Listed entries.
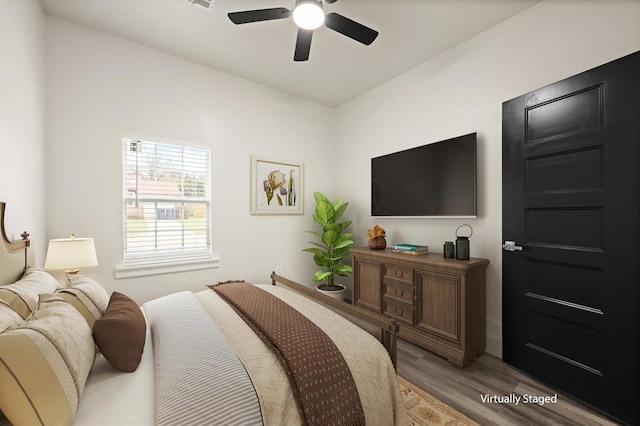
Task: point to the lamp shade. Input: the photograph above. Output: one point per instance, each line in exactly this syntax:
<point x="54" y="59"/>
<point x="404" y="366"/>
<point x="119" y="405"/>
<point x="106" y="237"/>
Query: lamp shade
<point x="71" y="253"/>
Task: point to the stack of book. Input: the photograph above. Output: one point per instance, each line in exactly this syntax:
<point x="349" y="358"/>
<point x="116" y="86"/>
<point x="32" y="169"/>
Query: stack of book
<point x="414" y="249"/>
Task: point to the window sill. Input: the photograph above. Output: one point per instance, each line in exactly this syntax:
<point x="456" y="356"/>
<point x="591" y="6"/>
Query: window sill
<point x="123" y="271"/>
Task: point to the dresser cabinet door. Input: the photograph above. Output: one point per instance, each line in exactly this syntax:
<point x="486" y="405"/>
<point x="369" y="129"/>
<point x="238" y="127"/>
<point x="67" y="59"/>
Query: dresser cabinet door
<point x="438" y="308"/>
<point x="367" y="289"/>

Given exercise. Reproduce the entire listing above word for word, leaving out the picture.

Reply.
Task: point to the lamp shade. Input: the photograph above. Output: one point per instance, each line in exactly this syntax:
<point x="54" y="59"/>
<point x="404" y="366"/>
<point x="119" y="405"/>
<point x="106" y="237"/>
Query: lamp shade
<point x="71" y="253"/>
Task: point to the stack of book. Input: the photograph above. Output: one point per instance, each line in exactly this syntax:
<point x="349" y="358"/>
<point x="116" y="86"/>
<point x="32" y="169"/>
Query: stack of book
<point x="414" y="249"/>
Task: point to the window sill. Input: the photograph above. Output: one point per instance, each line in exactly this syntax:
<point x="456" y="356"/>
<point x="591" y="6"/>
Query: window sill
<point x="123" y="271"/>
Task: point to the dresser cabinet door. Input: the photograph above. Output: one point per instance, each line in exactly this syntax:
<point x="486" y="405"/>
<point x="369" y="129"/>
<point x="238" y="127"/>
<point x="67" y="59"/>
Query: dresser cabinet door
<point x="438" y="308"/>
<point x="367" y="289"/>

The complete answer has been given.